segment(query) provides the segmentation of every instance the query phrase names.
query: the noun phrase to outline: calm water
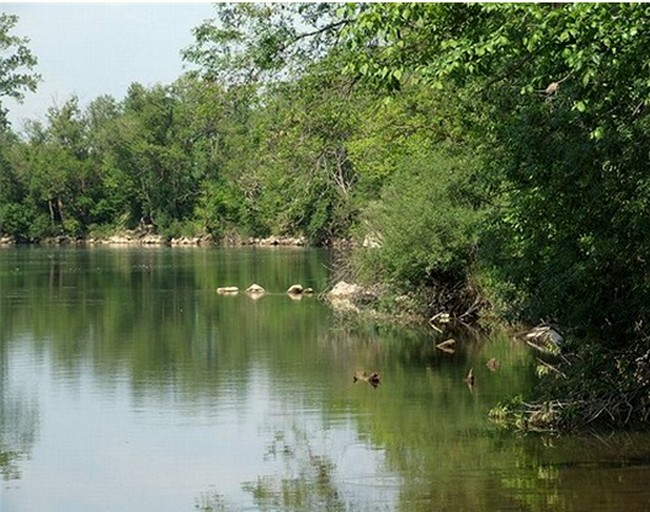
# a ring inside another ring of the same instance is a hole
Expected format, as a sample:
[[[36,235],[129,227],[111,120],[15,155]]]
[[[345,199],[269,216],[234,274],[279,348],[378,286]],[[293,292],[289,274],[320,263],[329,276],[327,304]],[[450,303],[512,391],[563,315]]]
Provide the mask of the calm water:
[[[0,510],[650,510],[648,437],[498,432],[489,408],[532,383],[525,349],[448,355],[431,333],[352,328],[284,293],[322,290],[327,263],[0,250]],[[215,292],[254,282],[272,293]]]

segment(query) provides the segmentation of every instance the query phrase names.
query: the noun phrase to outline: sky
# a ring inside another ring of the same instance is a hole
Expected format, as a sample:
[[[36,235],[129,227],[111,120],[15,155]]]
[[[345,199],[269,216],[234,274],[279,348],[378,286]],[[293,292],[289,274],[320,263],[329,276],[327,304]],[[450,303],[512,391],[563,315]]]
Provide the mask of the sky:
[[[16,14],[13,35],[28,37],[42,76],[23,104],[3,99],[9,120],[46,120],[49,107],[72,95],[84,108],[110,94],[125,97],[129,85],[169,84],[188,69],[180,51],[193,43],[192,29],[214,18],[210,3],[2,3]]]

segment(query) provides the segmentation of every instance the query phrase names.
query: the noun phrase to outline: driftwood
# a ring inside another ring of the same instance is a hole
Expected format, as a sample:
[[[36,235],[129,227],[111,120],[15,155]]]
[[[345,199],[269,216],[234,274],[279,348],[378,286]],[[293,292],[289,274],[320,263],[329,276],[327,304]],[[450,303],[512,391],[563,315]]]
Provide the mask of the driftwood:
[[[436,345],[436,348],[442,350],[443,352],[446,352],[447,354],[453,354],[454,352],[456,352],[456,350],[454,349],[455,345],[456,345],[456,340],[453,338],[449,338],[448,340],[438,343]]]
[[[381,375],[377,372],[367,373],[367,372],[354,372],[352,376],[352,382],[363,381],[370,384],[373,388],[376,388],[381,384]]]

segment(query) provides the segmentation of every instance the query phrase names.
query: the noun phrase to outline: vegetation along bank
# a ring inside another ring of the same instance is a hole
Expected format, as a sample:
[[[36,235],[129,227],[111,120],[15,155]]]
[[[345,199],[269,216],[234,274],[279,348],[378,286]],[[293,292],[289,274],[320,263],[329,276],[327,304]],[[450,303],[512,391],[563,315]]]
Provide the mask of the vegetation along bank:
[[[341,272],[400,297],[377,307],[559,326],[535,396],[496,417],[644,428],[648,19],[646,4],[220,4],[184,52],[195,71],[69,98],[22,134],[5,123],[0,233],[358,240]],[[17,23],[0,17],[1,95],[38,85]]]

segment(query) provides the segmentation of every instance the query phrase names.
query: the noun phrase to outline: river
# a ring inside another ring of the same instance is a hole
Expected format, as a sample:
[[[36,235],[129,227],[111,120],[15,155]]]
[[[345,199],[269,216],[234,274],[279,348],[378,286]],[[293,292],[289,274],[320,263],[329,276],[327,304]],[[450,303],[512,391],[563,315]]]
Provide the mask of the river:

════

Write out the records above exactly as they stand, leaving out every picture.

- Answer for the task
segment(query) provides the segmentation of every instance the query phrase names.
query: the noun phrase to outline: calm water
# a ring inside another ring of the same instance is a hole
Expected format, as a sample:
[[[36,235],[129,227],[111,120],[15,155]]]
[[[345,199],[269,216],[234,274],[279,348],[378,286]],[[293,292],[289,274],[320,263],[329,276],[327,304]],[[450,303],[512,391],[563,315]]]
Provide the mask of the calm water:
[[[0,510],[650,510],[648,437],[498,432],[489,408],[532,383],[525,349],[448,355],[431,333],[352,328],[284,293],[322,290],[327,263],[0,250]],[[215,292],[254,282],[272,293]]]

segment(query) provides the segmentation of every instance the query phrase names.
query: the noun phrase to outline: sky
# a ring inside another ring of the same instance is a hole
Expected format, as a sample:
[[[36,235],[129,227],[111,120],[15,155]]]
[[[345,199],[269,216],[234,274],[279,348],[378,286]],[[293,292],[289,274],[320,263],[329,276],[327,304]],[[450,303],[512,391],[563,315]]]
Provide the mask of the sky:
[[[16,14],[13,35],[28,37],[42,76],[23,104],[3,99],[9,120],[46,120],[49,107],[72,95],[84,108],[110,94],[125,97],[129,85],[169,84],[188,69],[180,51],[193,43],[192,29],[214,18],[210,3],[2,3]]]

segment(query) provides the segmentation of every instance the query phrase names.
query: the noun phrase to outline: driftwood
# a ring inside another ring of the same instance is a hole
Expected format, as a sample:
[[[36,235],[129,227],[111,120],[15,155]]]
[[[345,199],[269,216],[234,274],[279,348],[378,286]],[[293,292],[289,274],[320,263],[329,276],[327,304]],[[450,303],[512,391],[563,315]]]
Provide the mask of the driftwood:
[[[436,345],[436,348],[442,350],[443,352],[446,352],[447,354],[453,354],[454,352],[456,352],[456,350],[454,349],[455,345],[456,345],[456,340],[453,338],[449,338],[448,340],[438,343]]]
[[[381,375],[377,372],[367,373],[367,372],[354,372],[352,376],[352,382],[363,381],[370,384],[373,388],[376,388],[381,384]]]

segment(query) provides the segmentation of every instance the query phrase names.
query: the noun phrase to outline: vegetation along bank
# a ring inside another ring of the same instance is a hole
Expected format, as a sample:
[[[36,235],[129,227],[111,120],[15,155]]]
[[[345,199],[269,216],[234,274],[279,348],[378,286]],[[293,292],[289,274],[320,263],[329,276],[327,304]],[[450,303],[512,391],[563,315]]]
Provide the mask of the vegetation along bank:
[[[341,272],[400,297],[377,307],[559,326],[535,396],[496,417],[644,428],[648,19],[646,4],[220,4],[184,52],[195,71],[69,98],[22,134],[5,123],[0,233],[358,240]],[[17,23],[0,17],[1,95],[38,85]]]

segment(query) provides the segmentation of every instance the query phrase names.
query: the noun phrase to outline: river
# a ring inside another ring of the same instance is a hole
Expected format, as a sample:
[[[36,235],[129,227],[111,120],[15,155]]]
[[[345,199],[269,216],[234,274],[279,348],[378,286]],[[293,292],[289,274],[320,263],[329,276],[327,304]],[[450,303],[512,391],[563,315]]]
Provide the mask of the river:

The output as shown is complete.